• [GIVEN PASSAGE]
7.               The Commission seeks against each of the Defendants a permanent injunction, enjoining them from engaging in the transactions, acts, practices, and courses of business alleged in this Complaint, disgorgement of all ill-gotten gains from the unlawful conduct set forth in this Complaint, together with prejudgment interest, civil penalties pursuant to Section 20(d) of the Securities Act [15 U.S.C. § 77t(d)] and Section 21(d)(3) of the Exchange Act [15 U.S.C.
§  78u(d)(3)], and such other relief as the Court may deem appropriate.

JURISDICTION AND VENUE

8.               This Court has jurisdiction over this action pursuant to Section 22(a) of the Securities Act [15 U.S.C. § 77v(a)] and Sections 21(d), 21(e), and 27 of the Exchange Act [15 U.S.C. §§ 78u(d), 78u(e), and 78aa].

Labeled area outline entries
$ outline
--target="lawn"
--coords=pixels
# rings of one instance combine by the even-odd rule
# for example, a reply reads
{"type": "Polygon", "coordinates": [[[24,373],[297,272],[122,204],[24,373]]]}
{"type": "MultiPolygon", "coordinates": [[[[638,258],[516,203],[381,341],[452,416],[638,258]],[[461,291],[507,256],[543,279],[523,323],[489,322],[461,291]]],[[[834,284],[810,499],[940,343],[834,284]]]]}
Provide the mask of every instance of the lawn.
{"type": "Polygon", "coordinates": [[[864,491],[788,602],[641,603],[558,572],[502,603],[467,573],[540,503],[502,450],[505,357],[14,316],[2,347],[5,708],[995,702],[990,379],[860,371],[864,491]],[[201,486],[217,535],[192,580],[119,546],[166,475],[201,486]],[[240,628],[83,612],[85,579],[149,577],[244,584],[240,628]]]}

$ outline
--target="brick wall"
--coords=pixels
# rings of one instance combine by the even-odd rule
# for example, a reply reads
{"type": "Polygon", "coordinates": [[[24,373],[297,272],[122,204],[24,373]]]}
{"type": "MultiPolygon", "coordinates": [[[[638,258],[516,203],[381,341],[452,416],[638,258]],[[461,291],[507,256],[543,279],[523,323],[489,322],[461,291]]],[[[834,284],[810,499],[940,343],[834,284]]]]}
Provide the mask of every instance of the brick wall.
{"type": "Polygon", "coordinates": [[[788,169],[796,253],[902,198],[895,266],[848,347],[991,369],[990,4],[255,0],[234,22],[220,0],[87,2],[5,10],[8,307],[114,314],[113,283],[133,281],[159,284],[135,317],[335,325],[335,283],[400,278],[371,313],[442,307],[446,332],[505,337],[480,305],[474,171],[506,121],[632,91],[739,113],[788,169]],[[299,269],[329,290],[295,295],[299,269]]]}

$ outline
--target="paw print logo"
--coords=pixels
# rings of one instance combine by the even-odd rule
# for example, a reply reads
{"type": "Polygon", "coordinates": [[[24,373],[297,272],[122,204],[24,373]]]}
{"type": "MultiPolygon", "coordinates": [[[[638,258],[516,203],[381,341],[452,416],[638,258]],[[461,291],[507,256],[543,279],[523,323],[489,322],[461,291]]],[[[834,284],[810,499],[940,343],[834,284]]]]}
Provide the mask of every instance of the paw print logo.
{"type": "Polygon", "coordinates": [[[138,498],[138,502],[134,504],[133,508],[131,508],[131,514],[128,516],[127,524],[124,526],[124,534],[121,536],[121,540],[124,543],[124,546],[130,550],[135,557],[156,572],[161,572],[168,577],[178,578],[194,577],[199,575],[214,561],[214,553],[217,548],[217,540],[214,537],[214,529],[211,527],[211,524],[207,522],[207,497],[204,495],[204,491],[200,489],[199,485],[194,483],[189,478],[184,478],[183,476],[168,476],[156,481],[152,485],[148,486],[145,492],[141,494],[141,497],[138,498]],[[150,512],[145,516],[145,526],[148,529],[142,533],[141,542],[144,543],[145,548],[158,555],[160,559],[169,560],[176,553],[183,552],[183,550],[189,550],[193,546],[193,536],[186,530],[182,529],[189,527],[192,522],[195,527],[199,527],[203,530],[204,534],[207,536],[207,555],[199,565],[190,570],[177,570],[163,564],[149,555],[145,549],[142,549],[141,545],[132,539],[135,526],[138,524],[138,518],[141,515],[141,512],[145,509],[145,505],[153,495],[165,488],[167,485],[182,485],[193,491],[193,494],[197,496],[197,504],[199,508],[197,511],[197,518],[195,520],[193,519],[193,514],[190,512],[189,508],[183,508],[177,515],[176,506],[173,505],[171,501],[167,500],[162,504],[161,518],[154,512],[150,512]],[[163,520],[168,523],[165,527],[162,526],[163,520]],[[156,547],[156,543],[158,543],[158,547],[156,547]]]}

• [GIVEN PROBLEM 1] Translate this sentence from the complaint excerpt into Spanish: "This Court has jurisdiction over this action pursuant to Section 22(a) of the Securities Act [15 U.S.C. § 77v(a)] and Sections 21(d), 21(e), and 27 of the Exchange Act [15 U.S.C. §§ 78u(d), 78u(e), and 78aa]."
• [GIVEN PROBLEM 2] Update the complaint excerpt from "7.               The Commission" up to and including "21(d)(3) of the Exchange Act [15 U.S.C.", putting "preliminary injunction" in place of "permanent injunction".
• [GIVEN PROBLEM 3] Take the complaint excerpt further, starting right after its last sentence.
The data has no connection to the complaint excerpt.

• [RIGHT ANSWER 1] Este Tribunal tiene jurisdicción sobre esta acción de conformidad con la Sección 22(a) de la Ley de Valores [15 U.S.C. § 77v(a)] y las Secciones 21(d), 21(e) y 27 de la Ley del Mercado de Valores [15 U.S.C. §§ 78u(d), 78u(e) y 78aa].

• [RIGHT ANSWER 2]
7.               The Commission seeks against each of the Defendants a preliminary injunction, enjoining them from engaging in the transactions, acts, practices, and courses of business alleged in this Complaint, disgorgement of all ill-gotten gains from the unlawful conduct set forth in this Complaint, together with prejudgment interest, civil penalties pursuant to Section 20(d) of the Securities Act [15 U.S.C. § 77t(d)] and Section 21(d)(3) of the Exchange Act [15 U.S.C.

• [RIGHT ANSWER 3]
9.               Venue lies in this district pursuant to Section 22(a) of the Securities Act [15 U.S.C. § 77v(a)] and Section 27 of the Exchange Act [15 U.S.C. § 78aa]. Certain of the acts, practices, transactions and courses of business alleged in this Complaint, including communications with investors and prospective investors, occurred within the Southern District of New York, and were effected, directly or indirectly, by making use of means or instrumentalities of transportation or communication in interstate commerce, or the mails. In addition, Carton and Meli reside in the district.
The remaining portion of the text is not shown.